[Problem]:
Let the line containing "A point falls on each instance of the orange fruit" serve as the first line of the answer and the final line of the entries as its last, with every line between copied exactly.

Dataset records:
○ ○ ○ ○ ○
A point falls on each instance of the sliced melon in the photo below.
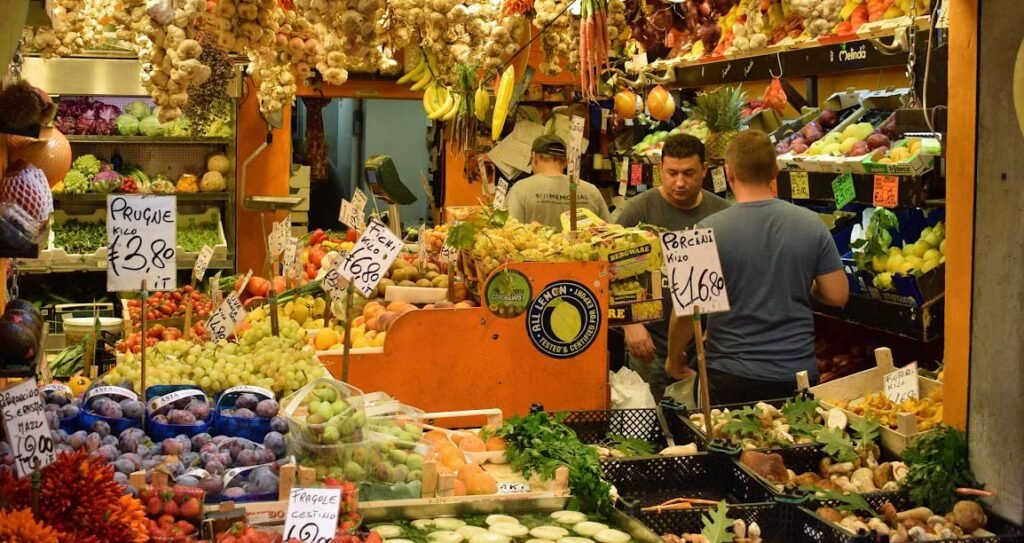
(551, 533)
(611, 536)
(588, 529)
(387, 531)
(501, 518)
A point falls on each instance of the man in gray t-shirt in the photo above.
(774, 257)
(678, 204)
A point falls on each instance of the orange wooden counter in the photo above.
(446, 360)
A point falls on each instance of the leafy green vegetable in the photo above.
(717, 525)
(540, 444)
(629, 446)
(939, 465)
(837, 445)
(852, 502)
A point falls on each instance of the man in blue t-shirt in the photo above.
(774, 257)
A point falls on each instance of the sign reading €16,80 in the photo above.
(564, 320)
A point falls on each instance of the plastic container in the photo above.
(87, 417)
(162, 398)
(326, 412)
(254, 428)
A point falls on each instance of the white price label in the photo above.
(228, 315)
(141, 239)
(902, 383)
(718, 179)
(312, 514)
(359, 200)
(23, 415)
(500, 193)
(170, 398)
(202, 262)
(694, 272)
(350, 215)
(371, 257)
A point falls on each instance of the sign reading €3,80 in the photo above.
(564, 320)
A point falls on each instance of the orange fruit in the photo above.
(472, 444)
(496, 443)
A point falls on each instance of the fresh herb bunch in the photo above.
(939, 464)
(541, 444)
○ ○ ○ ○ ○
[Solution to the problem]:
A point falls on each instance of the orange fruit in the photo above.
(472, 444)
(496, 443)
A point falls on each instance of the fresh herb bunch in the photo above.
(939, 464)
(541, 444)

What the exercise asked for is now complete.